Solution #2 makes full use of the RTOS. This results in a clean design, but one that can only be used on embedded computers with ample RAM and processing resource. Solution #3 attempts to reduce the RAM usage by changing the partitioning of functionality into tasks.

Implementation


Solution #3 functions tasks and priorities

We have previously seen how the timing requirements of our hypothetical application can be split into three categories:

  1. Strict timing - the plant control

    As before, a high priority task is created to service the critical control functionality.

  2. Deadline only timing - the human interfaces

    Solution #3 groups the RS232, keyscan and LED functionality into a single medium priority task.

    For reasons previously stated it is desirable for the embedded WEB server task to operate at a lower priority. Rather than creating a task specifically for the WEB server an idle task hook is implemented to add the WEB server functionality to the idle task. The WEB server must be written to ensure it never blocks!

  3. Flexible timing - the LED

    The LED functionality is too simple to warrant it's own task if RAM is at a premium. For reasons of demonstration this example includes the LED functionality in the single medium priority task. It could of coarse be implemented in a number of ways (from a peripheral timer for example).

Tasks other than the idle task will block until an event indicates that processing is required. Events can either be external (such as a key being pressed), or internal (such as a timer expiring).


Concept of Operation

The grouping of functionality into the medium priority task has three important advantages over the infinite loop implementation presented in solution #1:
  1. The use of a queue allows the medium priority task to block until an event causes data to be available - and then immediately jump to the relevant function to handle the event. This prevents wasted processor cycles - in contrast to the infinite loop implementation whereby an event will only be processed once the loop cycles to the appropriate handler.

> _Actions to take_:
A) Tell whether each statement agrees with the Solution #3 text on RTOS design, answering yes or no and quoting the deciding words: (i) The WEB server is given its own low priority task. (ii) The RS232, keyscan and LED functionality share a single medium priority task. (iii) An event can be internal, such as a timer expiring.
B) Please quote the Solution #3 text on RTOS design from "We have previously" to "critical control functionality.".
C) Extend the Solution #3 text on RTOS design, picking up right after its final sentence.

> _Given records_:
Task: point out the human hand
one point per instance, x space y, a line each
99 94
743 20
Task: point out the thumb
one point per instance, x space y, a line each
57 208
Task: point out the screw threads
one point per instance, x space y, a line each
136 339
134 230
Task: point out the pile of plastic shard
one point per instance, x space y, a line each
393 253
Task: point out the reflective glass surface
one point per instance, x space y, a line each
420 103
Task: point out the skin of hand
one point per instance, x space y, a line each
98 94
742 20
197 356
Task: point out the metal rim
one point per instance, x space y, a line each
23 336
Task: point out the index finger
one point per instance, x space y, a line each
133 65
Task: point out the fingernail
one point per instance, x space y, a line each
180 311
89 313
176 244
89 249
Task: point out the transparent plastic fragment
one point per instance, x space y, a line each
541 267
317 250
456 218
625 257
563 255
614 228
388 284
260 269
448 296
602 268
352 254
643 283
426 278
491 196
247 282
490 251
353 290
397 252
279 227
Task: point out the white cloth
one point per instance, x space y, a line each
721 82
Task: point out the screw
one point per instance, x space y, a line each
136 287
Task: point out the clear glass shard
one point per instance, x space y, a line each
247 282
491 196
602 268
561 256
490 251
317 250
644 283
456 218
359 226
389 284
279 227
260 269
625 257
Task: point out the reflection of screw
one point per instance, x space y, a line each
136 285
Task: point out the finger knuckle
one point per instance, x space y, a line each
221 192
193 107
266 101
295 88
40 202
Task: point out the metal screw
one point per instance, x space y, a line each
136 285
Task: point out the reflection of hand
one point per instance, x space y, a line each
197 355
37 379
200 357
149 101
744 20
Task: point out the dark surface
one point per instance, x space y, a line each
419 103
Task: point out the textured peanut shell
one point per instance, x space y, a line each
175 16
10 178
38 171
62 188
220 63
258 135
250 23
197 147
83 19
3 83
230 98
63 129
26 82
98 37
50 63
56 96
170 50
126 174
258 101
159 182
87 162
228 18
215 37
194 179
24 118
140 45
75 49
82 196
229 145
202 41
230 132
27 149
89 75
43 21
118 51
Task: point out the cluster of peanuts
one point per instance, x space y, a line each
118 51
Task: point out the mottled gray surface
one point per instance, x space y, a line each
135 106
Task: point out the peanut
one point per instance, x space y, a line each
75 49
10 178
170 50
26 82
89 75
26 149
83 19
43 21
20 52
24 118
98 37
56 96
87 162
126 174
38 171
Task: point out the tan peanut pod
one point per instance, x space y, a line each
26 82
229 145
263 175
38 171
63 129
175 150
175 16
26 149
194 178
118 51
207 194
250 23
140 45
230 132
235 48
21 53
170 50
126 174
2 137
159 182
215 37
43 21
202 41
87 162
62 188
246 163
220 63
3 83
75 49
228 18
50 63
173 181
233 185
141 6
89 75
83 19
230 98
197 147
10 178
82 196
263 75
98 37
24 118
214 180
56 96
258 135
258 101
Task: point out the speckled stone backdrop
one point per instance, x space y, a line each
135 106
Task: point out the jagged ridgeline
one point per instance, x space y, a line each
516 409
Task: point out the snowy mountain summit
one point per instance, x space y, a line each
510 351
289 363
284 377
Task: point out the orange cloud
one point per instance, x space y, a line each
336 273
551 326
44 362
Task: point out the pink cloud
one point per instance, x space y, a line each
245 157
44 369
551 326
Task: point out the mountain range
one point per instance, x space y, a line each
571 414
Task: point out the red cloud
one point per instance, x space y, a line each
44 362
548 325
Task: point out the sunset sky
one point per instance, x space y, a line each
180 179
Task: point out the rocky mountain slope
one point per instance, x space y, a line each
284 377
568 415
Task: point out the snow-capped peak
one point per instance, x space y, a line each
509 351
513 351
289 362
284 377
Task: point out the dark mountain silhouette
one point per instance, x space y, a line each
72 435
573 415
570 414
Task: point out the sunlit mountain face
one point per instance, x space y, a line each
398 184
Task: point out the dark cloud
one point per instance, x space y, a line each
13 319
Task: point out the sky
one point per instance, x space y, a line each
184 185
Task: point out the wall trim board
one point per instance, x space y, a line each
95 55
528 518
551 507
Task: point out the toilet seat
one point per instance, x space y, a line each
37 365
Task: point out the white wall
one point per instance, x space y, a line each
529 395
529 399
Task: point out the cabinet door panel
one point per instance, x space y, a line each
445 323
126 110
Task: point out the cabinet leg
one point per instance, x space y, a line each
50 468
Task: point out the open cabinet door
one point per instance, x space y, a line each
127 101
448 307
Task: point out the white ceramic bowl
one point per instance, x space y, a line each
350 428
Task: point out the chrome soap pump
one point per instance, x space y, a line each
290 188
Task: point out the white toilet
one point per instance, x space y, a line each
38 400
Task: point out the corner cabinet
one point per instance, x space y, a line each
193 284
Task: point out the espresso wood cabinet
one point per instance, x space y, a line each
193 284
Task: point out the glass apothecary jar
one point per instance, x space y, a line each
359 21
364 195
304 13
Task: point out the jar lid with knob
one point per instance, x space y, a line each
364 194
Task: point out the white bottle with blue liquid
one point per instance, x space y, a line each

> _Replies_:
A)
(i) No: "Rather than creating a task specifically for the WEB server an idle task hook is implemented to add the WEB server functionality to the idle task."
(ii) Yes: "Solution #3 groups the RS232, keyscan and LED functionality into a single medium priority task."
(iii) Yes: "Events can either be external (such as a key being pressed), or internal (such as a timer expiring)."

B)
We have previously seen how the timing requirements of our hypothetical application can be split into three categories:

  1. Strict timing - the plant control

    As before, a high priority task is created to service the critical control functionality.

C)
  2. The use of the real time kernel removes the requirement to explicitly consider the scheduling of the time critical task within the application source code.

  3. The removal of the embedded WEB server function from the loop has made the execution time more predictable.
In addition, the functionality that has been grouped into a single task is taken from several tasks that previously shared the same priority anyway (barr the LED function). The frequency at which code at this priority executes will not alter whether in a single or multiple tasks.

The plant control task, as the highest priority task, is guaranteed to be allocated processing time whenever it requires. It will pre-empt the low and medium priority tasks if necessary. The idle task will execute whenever both application tasks are blocked. The idle task has the option of placing the processor into power save mode.


Scheduler Configuration

The scheduler is configured for preemptive operation. The kernel tick frequency should be set at the slowest value that provides the required time granularity.


Evaluation

Creates only two application tasks so therefore uses much less RAM than solution #2.
Processor utilisation is automatically switched from task to task on a most urgent need basis.
Utilising the idle task effectively creates three application task priorities with the overhead of only two.
The design is still simple but the execution time of the functions within the medium priority task could introduce timing issues. The separation of the embedded WEB server task reduces this risk and in any case any such issues would not effect the plant control task.
Power consumption can be reduced if the idle task places the CPU into power save (sleep) mode, but may also be wasted as the tick interrupt will sometimes wake the CPU unnecessarily.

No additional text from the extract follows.